> Written instruction: Copy out every line of the entries below, starting with the line that contains "Can you find the hillside" and continuing through the final line, both included. Reproduce each one character for character.

> Given records:
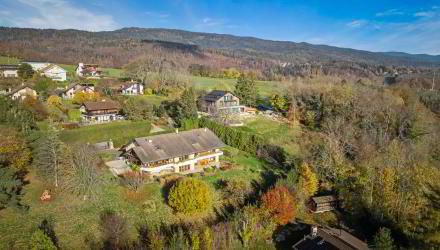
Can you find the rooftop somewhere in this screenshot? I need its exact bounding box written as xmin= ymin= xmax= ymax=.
xmin=83 ymin=101 xmax=121 ymax=111
xmin=124 ymin=128 xmax=225 ymax=163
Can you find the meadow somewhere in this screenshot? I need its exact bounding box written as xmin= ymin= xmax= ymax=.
xmin=60 ymin=121 xmax=151 ymax=147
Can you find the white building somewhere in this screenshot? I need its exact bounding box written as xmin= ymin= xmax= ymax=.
xmin=24 ymin=62 xmax=67 ymax=82
xmin=39 ymin=64 xmax=67 ymax=82
xmin=120 ymin=82 xmax=144 ymax=95
xmin=8 ymin=85 xmax=37 ymax=100
xmin=61 ymin=83 xmax=95 ymax=99
xmin=121 ymin=128 xmax=225 ymax=175
xmin=0 ymin=64 xmax=19 ymax=78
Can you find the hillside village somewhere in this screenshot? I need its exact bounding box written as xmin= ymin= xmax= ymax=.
xmin=0 ymin=12 xmax=440 ymax=250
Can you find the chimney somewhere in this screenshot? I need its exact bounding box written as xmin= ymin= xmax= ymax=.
xmin=312 ymin=226 xmax=318 ymax=237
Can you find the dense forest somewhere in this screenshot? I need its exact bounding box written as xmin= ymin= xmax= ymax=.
xmin=0 ymin=28 xmax=440 ymax=83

> Solution for this problem:
Can you find the hillside village somewhere in this screenshot? I need its exact bounding box written as xmin= ymin= xmax= ymax=.
xmin=0 ymin=12 xmax=440 ymax=250
Can you find the chimney somewhere in this screenshot? I need its exact bounding box written as xmin= ymin= xmax= ymax=.
xmin=312 ymin=226 xmax=318 ymax=237
Can you find the dense forest somewhere in this screenshot? I need its exact bounding box written as xmin= ymin= xmax= ymax=.
xmin=0 ymin=28 xmax=440 ymax=83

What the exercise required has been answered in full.